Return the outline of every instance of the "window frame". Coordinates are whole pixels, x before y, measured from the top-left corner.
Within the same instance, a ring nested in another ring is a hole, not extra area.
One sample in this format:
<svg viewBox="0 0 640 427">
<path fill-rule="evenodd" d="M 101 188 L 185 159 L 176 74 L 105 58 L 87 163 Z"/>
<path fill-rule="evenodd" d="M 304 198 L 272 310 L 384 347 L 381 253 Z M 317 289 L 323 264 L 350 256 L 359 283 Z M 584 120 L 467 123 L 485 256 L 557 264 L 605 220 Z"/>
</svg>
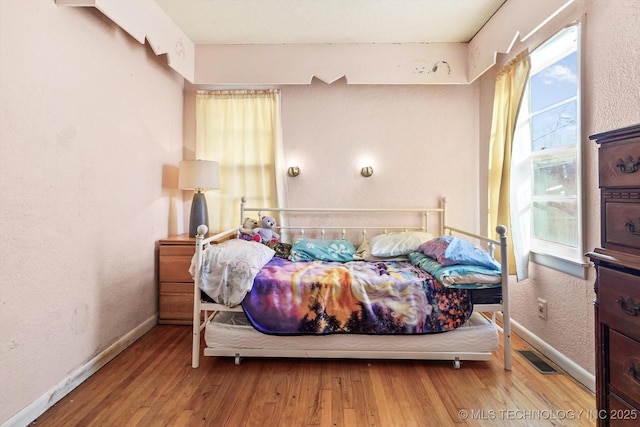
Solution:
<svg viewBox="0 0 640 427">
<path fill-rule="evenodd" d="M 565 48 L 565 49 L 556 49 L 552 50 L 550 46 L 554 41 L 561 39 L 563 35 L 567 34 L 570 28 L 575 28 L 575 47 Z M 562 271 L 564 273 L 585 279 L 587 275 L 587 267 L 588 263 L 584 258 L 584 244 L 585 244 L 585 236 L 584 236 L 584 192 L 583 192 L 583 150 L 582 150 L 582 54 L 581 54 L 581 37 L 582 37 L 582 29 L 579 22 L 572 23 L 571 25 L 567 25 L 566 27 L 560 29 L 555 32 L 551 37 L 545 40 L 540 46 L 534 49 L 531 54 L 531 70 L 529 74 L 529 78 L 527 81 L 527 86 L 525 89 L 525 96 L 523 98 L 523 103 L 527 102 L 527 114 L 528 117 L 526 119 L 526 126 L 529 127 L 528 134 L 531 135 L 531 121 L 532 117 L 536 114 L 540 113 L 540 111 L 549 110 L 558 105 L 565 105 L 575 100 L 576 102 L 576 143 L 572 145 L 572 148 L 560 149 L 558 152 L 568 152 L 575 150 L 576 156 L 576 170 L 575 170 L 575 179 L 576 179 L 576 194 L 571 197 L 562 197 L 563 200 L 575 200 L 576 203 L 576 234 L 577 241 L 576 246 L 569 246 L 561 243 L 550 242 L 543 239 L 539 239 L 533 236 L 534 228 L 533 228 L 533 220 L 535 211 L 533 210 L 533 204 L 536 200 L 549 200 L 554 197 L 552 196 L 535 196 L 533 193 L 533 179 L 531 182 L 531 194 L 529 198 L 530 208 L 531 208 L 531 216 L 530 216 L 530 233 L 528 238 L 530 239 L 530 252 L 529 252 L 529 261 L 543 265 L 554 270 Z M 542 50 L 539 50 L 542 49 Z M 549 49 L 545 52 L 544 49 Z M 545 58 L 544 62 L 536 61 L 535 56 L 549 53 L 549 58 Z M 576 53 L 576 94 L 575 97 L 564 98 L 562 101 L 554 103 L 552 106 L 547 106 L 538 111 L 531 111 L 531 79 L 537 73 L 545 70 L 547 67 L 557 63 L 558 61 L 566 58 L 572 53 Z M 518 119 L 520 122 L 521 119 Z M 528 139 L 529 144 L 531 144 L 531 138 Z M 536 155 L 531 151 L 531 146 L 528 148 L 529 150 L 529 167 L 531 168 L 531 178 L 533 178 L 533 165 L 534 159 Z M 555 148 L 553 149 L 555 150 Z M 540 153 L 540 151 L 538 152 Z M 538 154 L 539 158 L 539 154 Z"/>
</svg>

:::::

Directions for this task
Give the number of lines in the material above where the word "instance" appears, without any other words.

Solution to this exercise
2